TASK TO CARRY OUT
What you return must match the data exactly, line for line.
+++ SUPPLIED DATA
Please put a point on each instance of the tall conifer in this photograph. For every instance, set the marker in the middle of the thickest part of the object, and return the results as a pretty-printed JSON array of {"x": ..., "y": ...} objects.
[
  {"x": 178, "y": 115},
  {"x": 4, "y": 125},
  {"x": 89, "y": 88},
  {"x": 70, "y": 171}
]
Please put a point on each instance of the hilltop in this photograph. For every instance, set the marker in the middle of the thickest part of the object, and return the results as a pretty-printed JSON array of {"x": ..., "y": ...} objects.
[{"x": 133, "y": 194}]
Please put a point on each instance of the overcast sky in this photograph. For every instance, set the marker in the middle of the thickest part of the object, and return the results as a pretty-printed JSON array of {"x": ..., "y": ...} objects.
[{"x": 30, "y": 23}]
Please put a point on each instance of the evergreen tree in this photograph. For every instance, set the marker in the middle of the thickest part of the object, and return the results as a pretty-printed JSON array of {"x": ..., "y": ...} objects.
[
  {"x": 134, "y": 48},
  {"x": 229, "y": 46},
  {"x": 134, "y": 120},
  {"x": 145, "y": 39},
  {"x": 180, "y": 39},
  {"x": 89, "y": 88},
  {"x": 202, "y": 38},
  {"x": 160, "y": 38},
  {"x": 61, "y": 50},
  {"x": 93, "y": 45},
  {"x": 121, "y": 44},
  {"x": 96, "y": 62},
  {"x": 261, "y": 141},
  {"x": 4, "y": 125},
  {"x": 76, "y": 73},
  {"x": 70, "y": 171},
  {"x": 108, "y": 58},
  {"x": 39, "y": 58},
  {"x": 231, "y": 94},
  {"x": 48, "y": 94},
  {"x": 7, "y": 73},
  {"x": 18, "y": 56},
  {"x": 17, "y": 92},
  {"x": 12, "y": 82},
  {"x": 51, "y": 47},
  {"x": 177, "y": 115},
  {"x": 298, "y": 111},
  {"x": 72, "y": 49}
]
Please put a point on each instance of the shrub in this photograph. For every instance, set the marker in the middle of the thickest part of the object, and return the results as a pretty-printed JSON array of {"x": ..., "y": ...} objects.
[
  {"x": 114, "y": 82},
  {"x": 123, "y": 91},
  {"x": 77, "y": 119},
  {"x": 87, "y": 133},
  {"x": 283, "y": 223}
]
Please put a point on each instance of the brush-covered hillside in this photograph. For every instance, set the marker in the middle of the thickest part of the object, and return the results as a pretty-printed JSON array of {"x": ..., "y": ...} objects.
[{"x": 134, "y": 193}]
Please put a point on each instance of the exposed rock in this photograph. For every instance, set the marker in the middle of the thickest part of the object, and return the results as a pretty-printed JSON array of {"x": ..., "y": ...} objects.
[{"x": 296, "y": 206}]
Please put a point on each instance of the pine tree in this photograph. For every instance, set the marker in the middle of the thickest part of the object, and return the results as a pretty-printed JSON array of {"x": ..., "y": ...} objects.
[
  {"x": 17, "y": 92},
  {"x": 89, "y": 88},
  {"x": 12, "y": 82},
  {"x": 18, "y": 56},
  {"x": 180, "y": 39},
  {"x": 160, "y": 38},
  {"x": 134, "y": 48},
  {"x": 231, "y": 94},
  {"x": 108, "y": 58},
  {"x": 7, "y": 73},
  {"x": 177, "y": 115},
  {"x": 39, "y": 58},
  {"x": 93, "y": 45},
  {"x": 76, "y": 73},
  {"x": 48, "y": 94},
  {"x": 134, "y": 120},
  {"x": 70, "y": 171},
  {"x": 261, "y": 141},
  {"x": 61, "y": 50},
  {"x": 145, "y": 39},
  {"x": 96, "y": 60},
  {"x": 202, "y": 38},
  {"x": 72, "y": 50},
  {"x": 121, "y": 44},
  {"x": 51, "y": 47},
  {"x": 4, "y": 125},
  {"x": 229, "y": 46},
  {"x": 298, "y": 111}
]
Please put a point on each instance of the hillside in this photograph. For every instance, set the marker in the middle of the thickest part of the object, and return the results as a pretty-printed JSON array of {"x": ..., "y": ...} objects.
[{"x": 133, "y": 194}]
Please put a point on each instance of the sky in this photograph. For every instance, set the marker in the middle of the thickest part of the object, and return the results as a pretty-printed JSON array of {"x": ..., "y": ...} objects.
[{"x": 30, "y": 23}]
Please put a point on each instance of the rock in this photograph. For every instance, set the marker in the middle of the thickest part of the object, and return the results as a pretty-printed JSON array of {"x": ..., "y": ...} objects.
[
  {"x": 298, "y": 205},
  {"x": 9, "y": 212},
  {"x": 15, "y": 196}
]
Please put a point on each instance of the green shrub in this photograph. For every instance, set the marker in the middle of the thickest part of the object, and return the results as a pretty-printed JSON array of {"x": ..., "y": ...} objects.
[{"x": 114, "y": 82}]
++++++
TASK RESPONSE
Please put a point on each instance of the tall conifer in this photograph. For every instance, set the marker in the middle of the thickest part of the object, and return the results as a pretty-printed JSON array of {"x": ..., "y": ...} objects.
[
  {"x": 178, "y": 115},
  {"x": 4, "y": 125},
  {"x": 89, "y": 88},
  {"x": 70, "y": 171}
]
Please put a point on each instance of the hilltop in this photograph. For every instance, set the marker in the middle of the thickest part of the object, and return the results as a pretty-printed JSON array of {"x": ..., "y": ...} objects.
[{"x": 133, "y": 194}]
Please put a point on each instance of the overcast sky in this photograph. For every instance, set the marker in the middle of the thickest part of the object, and return the results as a pretty-printed JSON array of {"x": ..., "y": ...} objects.
[{"x": 30, "y": 23}]
Please put a point on each instance of the evergreen tree in this photograph. For every instance, set the marker in the middle of the thickest part of the object, and return the results as a pretty-printed JSON array of {"x": ..., "y": ...} objects.
[
  {"x": 134, "y": 48},
  {"x": 229, "y": 46},
  {"x": 134, "y": 120},
  {"x": 145, "y": 39},
  {"x": 180, "y": 39},
  {"x": 89, "y": 88},
  {"x": 202, "y": 38},
  {"x": 160, "y": 38},
  {"x": 61, "y": 50},
  {"x": 93, "y": 45},
  {"x": 121, "y": 44},
  {"x": 96, "y": 62},
  {"x": 261, "y": 141},
  {"x": 4, "y": 125},
  {"x": 76, "y": 73},
  {"x": 70, "y": 171},
  {"x": 108, "y": 58},
  {"x": 39, "y": 58},
  {"x": 231, "y": 94},
  {"x": 48, "y": 94},
  {"x": 7, "y": 73},
  {"x": 18, "y": 56},
  {"x": 17, "y": 92},
  {"x": 12, "y": 82},
  {"x": 51, "y": 47},
  {"x": 177, "y": 115},
  {"x": 298, "y": 111},
  {"x": 72, "y": 49}
]
Please put a point on each instance of the shrub in this photograph. For every instance, set the marker in the middle of the thickest part of the object, and return the results as a pretty-printed JSON array of {"x": ..., "y": ...} objects.
[
  {"x": 114, "y": 82},
  {"x": 123, "y": 91},
  {"x": 77, "y": 119},
  {"x": 87, "y": 133},
  {"x": 283, "y": 223}
]
Please put a point on each instance of the brush-covered hillside in this photograph. For every instance, set the marker in the middle of the thickest part of the object, and return the results as a pretty-printed JSON array of {"x": ..., "y": ...} objects.
[{"x": 134, "y": 193}]
Please put a point on each instance of the exposed rock in this photograph. For every instance, set the marker in the middle of the thickest part of the object, and return the results as a pretty-printed JSON array of {"x": ..., "y": ...} objects.
[{"x": 296, "y": 206}]
Please put a point on each instance of the pine tree in this photograph. For every instance, set the marker in the middle of the thickest part of the object, and return the results as a pretty-printed JSON array of {"x": ..., "y": ...} objects.
[
  {"x": 17, "y": 92},
  {"x": 89, "y": 88},
  {"x": 12, "y": 82},
  {"x": 18, "y": 56},
  {"x": 180, "y": 39},
  {"x": 160, "y": 38},
  {"x": 134, "y": 48},
  {"x": 231, "y": 94},
  {"x": 108, "y": 58},
  {"x": 7, "y": 73},
  {"x": 177, "y": 115},
  {"x": 39, "y": 58},
  {"x": 93, "y": 45},
  {"x": 76, "y": 73},
  {"x": 48, "y": 94},
  {"x": 134, "y": 120},
  {"x": 70, "y": 171},
  {"x": 261, "y": 141},
  {"x": 61, "y": 50},
  {"x": 145, "y": 39},
  {"x": 96, "y": 60},
  {"x": 202, "y": 38},
  {"x": 72, "y": 50},
  {"x": 121, "y": 44},
  {"x": 51, "y": 47},
  {"x": 4, "y": 125},
  {"x": 229, "y": 46},
  {"x": 298, "y": 111}
]
Please put a point on each instance of the hillside in this photograph. For every instance, set the marker in the middle of the thickest part of the object, and return the results as a pretty-printed JSON array of {"x": ..., "y": ...} objects.
[{"x": 133, "y": 194}]
Please put a point on each instance of the sky in this photograph. For every instance, set the marker in the middle of the thickest part of the object, and return the results as a pretty-printed JSON array of {"x": ..., "y": ...} objects.
[{"x": 30, "y": 23}]
Please put a point on each instance of the rock in this photograph. For every instance, set the marker in the middle of the thickest part of the object, and return the results as a pretty-printed JSON array of {"x": ..., "y": ...} objects.
[
  {"x": 298, "y": 205},
  {"x": 9, "y": 212},
  {"x": 15, "y": 196}
]
Please put a point on each instance of the green shrub in this photograph. For every instance, set the marker in the middle of the thickest part of the object, and return the results as a pretty-printed JSON array of {"x": ..., "y": ...} objects.
[{"x": 114, "y": 82}]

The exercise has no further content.